**Exercise prompt**.
Repeat the listing word for word. No pictures belong in the copy.

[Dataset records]
** START **

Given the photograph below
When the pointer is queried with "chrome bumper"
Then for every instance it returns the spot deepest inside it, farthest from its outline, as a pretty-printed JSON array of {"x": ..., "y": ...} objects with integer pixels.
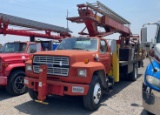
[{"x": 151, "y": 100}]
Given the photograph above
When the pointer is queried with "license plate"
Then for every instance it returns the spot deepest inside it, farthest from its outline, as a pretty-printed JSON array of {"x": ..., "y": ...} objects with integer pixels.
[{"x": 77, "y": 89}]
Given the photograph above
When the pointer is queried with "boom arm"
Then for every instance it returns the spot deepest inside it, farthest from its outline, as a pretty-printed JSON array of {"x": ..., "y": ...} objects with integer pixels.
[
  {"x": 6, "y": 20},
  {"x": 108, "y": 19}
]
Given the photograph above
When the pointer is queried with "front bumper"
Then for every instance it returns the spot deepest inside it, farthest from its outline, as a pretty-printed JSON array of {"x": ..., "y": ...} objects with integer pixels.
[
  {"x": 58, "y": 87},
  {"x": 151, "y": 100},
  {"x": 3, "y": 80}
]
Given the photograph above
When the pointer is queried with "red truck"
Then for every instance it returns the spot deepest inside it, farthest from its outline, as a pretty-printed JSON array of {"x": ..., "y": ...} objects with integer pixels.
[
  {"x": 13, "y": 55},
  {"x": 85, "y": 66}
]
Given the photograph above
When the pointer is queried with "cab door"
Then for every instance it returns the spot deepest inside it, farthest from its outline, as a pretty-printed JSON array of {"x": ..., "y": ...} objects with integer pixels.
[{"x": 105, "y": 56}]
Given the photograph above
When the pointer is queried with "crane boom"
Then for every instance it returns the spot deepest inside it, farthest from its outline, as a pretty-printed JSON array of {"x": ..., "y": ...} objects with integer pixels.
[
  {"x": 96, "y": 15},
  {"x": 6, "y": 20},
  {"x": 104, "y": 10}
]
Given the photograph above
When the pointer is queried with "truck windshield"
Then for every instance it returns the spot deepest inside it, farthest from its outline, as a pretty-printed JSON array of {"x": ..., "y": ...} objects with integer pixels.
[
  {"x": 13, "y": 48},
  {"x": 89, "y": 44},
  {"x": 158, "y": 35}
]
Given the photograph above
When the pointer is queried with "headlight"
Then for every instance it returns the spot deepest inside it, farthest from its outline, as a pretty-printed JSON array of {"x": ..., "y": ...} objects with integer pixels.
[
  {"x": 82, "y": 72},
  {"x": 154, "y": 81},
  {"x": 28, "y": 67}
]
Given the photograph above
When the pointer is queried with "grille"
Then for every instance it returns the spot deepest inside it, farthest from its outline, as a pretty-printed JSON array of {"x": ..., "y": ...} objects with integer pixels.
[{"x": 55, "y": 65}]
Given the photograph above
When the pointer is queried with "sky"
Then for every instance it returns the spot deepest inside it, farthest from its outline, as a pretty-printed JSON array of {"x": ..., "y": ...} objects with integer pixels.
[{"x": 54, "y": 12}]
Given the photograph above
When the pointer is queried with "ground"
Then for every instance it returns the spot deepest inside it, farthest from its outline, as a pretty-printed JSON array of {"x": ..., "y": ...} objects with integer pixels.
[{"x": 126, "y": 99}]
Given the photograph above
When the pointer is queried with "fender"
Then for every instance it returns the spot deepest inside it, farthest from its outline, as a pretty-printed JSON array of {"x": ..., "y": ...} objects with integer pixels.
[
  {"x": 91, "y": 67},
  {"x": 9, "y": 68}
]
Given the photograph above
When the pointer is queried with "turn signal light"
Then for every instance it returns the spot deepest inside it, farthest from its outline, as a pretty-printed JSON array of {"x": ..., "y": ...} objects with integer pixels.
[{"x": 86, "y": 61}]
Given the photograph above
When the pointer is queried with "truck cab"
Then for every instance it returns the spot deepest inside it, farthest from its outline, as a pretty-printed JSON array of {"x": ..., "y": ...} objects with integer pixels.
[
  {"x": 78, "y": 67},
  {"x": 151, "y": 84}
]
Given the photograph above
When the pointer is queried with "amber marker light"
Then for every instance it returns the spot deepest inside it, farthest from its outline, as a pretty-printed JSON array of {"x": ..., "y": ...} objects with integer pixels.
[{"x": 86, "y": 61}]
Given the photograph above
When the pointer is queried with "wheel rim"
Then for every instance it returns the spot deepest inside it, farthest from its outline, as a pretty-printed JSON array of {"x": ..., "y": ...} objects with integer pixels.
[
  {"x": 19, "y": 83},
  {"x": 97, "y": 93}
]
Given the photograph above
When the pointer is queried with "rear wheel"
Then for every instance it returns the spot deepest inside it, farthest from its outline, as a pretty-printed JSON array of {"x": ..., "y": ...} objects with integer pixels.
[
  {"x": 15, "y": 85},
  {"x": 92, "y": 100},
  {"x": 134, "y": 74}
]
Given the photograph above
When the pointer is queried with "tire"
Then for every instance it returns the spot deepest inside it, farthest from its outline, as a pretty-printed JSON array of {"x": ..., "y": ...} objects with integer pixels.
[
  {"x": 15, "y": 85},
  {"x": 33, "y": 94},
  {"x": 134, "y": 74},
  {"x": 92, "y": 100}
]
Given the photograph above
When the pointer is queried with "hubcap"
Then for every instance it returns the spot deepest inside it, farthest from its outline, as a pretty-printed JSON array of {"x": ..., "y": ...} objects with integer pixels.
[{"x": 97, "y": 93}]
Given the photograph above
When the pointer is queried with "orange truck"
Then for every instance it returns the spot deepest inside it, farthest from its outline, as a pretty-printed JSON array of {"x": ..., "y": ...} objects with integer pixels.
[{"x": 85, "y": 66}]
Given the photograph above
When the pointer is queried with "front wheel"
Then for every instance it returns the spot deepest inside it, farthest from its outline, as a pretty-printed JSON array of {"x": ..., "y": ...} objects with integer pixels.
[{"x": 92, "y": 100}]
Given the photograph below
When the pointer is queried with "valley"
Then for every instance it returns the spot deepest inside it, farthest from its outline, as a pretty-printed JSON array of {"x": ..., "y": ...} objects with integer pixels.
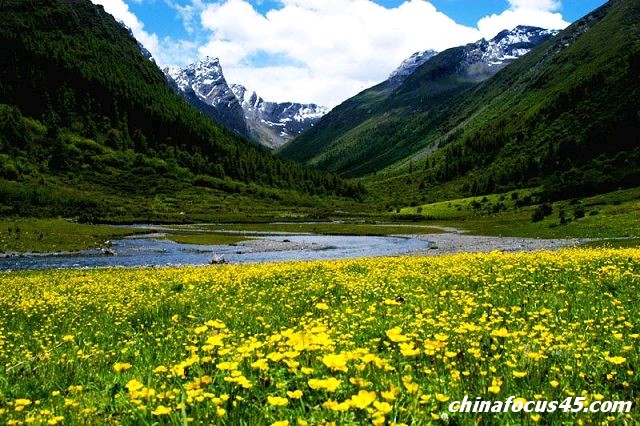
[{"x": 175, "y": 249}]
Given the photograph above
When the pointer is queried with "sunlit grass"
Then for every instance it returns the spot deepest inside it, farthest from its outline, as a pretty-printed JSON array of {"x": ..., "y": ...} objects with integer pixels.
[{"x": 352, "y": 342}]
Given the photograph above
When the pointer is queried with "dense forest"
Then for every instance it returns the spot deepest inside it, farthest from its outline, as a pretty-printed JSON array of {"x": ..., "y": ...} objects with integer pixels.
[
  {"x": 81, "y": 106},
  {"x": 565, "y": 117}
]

** END **

**Solved problem**.
Given the photograph below
When the pointer is queried with "chrome bumper"
Then for every instance it returns the spot deepest inside it, farthest from its outline, as a pretty-printed JSON array of {"x": ..., "y": ...} objects with integer pixels.
[{"x": 151, "y": 100}]
Given the photograph above
When the pointer is queried with "license plate"
Then for every instance it returns the spot deepest inside it, farthest from its outline, as a pretty-printed JSON array of {"x": ..., "y": ...} objects with integer pixels.
[{"x": 77, "y": 89}]
Given the photograph above
When the pointer is queried with "boom arm"
Then for every instance it returns the spot deepest inside it, farthest from its outline, as a pretty-printed JSON array of {"x": ..., "y": ...} objects with integer pixels.
[
  {"x": 6, "y": 20},
  {"x": 108, "y": 19}
]
Given the photograph above
When the pointer is queried with "front bumper"
Then for every instance it returns the spot deepest inside it, farthest from its outline, as a pretty-printed JSON array of {"x": ..., "y": ...} objects with integer pixels.
[
  {"x": 58, "y": 87},
  {"x": 151, "y": 100},
  {"x": 3, "y": 80}
]
Given the photograph above
When the pointer is queried with "red truck"
Then for every instance it returns the spot deepest inside it, farthest from its outline, as a pretty-printed JSON array of {"x": ..., "y": ...} objects with integer pixels.
[
  {"x": 13, "y": 55},
  {"x": 85, "y": 66}
]
Given the photograph above
When the pointer is queried with "cab door"
Then for every instance it returns the spot deepest inside it, farthest from its outline, as a pretty-printed JSON array of {"x": ..., "y": ...} objects with integer pixels.
[{"x": 105, "y": 56}]
Given the photograph above
When the pointer is queried with "crane boom"
Then for every instance it returns the spot deepest inside it, farthest from its outline, as a pretty-printed JSON array of {"x": ..., "y": ...} objects with integer pixels.
[
  {"x": 96, "y": 15},
  {"x": 6, "y": 20},
  {"x": 104, "y": 10}
]
Given the photograph above
When the pointer is queried with "truck windshield"
Then for every instance it returns the spot deepest inside it, farthest from its outline, as a pretty-printed JSON array of {"x": ..., "y": ...} objects with integer pixels.
[
  {"x": 13, "y": 48},
  {"x": 89, "y": 44},
  {"x": 158, "y": 35}
]
Given the photograph above
When the pointer is queried with "headlight"
Then for every instance it returns the spot deepest inside it, farthest from its outline, as a pretty-printed JSON array of {"x": ..., "y": ...} objects with integer pixels.
[
  {"x": 82, "y": 72},
  {"x": 154, "y": 81},
  {"x": 28, "y": 67}
]
Given the photograph above
When the pointer is queried with "grille"
Then for every instance it returns the spot deepest inside it, farthest from its outline, as a pretty-printed JSON array of {"x": ..., "y": ...} objects with integer pixels.
[{"x": 55, "y": 65}]
Given the photograph above
When the pointer is queried with "sky"
Then for every instance it returns the spot deepest inside it, farthest from its outline, as a pretty-printed JSON array of {"x": ..., "y": ...} objects with integer pixels.
[{"x": 54, "y": 12}]
Given the photograph above
When the pointer is queried with "ground"
Then for every instance it returns the spot deepest inside it, farthest from its outline, as a pretty-printed JSON array of {"x": ..., "y": ...} objects with integer pixels.
[{"x": 126, "y": 99}]
Given the photograph above
When the pointer is queried with "fender"
Then for every instance it returns the spot deepest inside it, farthest from its outline, as a pretty-printed JSON array of {"x": ..., "y": ...} objects with integer pixels.
[
  {"x": 91, "y": 67},
  {"x": 9, "y": 68}
]
Given the photograph above
When the pointer is queried with "turn signal light"
Then for every instance it returns the spot deepest inside it, farthest from its outline, as a pretty-printed JSON array of {"x": ..., "y": ...} objects with integer pixels.
[{"x": 86, "y": 61}]
Given the photograph above
When the pointer is queried with "truck cab"
Then for every instance it returns the spot deepest inside it, farthest from its outline, as a pretty-printed JSON array of {"x": ..., "y": ...} objects with integer pixels.
[
  {"x": 78, "y": 67},
  {"x": 151, "y": 84}
]
Given the photograph above
When the pointer is queried with "amber marker light"
Then for every instance it returns the spot deepest inside it, farthest from its outline, as a pretty-printed JSON array of {"x": ..., "y": ...} objects with integer pixels.
[{"x": 86, "y": 61}]
Given the photograph above
When the pointer is queried with "wheel rim"
Then for every instance it returns the spot deepest inside it, farthest from its outline, as a pretty-printed JSON array of {"x": ..., "y": ...} objects with integer pixels.
[
  {"x": 19, "y": 83},
  {"x": 97, "y": 93}
]
Given the photograph above
When the pointer is queried with "rear wheel"
Then for every instance it returns the spot deepest inside it, farthest from its outline, as a pretty-printed JSON array of {"x": ..., "y": ...} objects with integer pixels.
[
  {"x": 15, "y": 85},
  {"x": 92, "y": 100},
  {"x": 134, "y": 74}
]
Given the photograph above
When the pointer is queried with "tire"
Then for every instance it returns the spot deepest inside it, farthest from its outline, as a pretty-printed JSON array of {"x": ..., "y": ...} objects with integer pixels.
[
  {"x": 15, "y": 85},
  {"x": 33, "y": 94},
  {"x": 134, "y": 74},
  {"x": 92, "y": 100}
]
Given the photograph above
When the pointer is queried with "hubcap"
Then for every instance it returns the spot deepest inside it, farthest from its outline, as a pretty-printed JSON array of {"x": ..., "y": ...} objects with integer pixels.
[{"x": 97, "y": 93}]
Given the photograph above
When the pointer is queried with "orange truck"
Then for every instance it returns the spot deepest inside it, farthest from its outline, as a pretty-printed JSON array of {"x": ..., "y": ...} objects with integer pixels.
[{"x": 85, "y": 66}]
Given the photograph above
When the pointer is queried with "front wheel"
Then for every instance it returns the spot deepest inside it, farthest from its outline, as a pretty-printed JSON array of {"x": ..., "y": ...} objects with integer pixels.
[{"x": 92, "y": 100}]
Given the photograph below
When the pointer is queried with "valley"
Then for every instance it returns the spot deepest inside it, farthest from its outline, as a pretty-printed JSON array of {"x": ..., "y": ...} objects with integer pixels.
[{"x": 175, "y": 249}]
Given the photograph above
When the pointer is queried with "sunlit grass"
Then for every instance it returns the spot deepest inside it, farthest from its outline, as a pretty-printed JSON array of {"x": ..., "y": ...} objects with integer pixels.
[{"x": 352, "y": 342}]
Given the photograph above
When the pointer is queried with "dense forest"
Then for every instance it returns the spot deepest inside it, farthest from its outline, as a pretty-printed JSON array of {"x": ..., "y": ...} objects with integer pixels.
[
  {"x": 81, "y": 106},
  {"x": 565, "y": 117}
]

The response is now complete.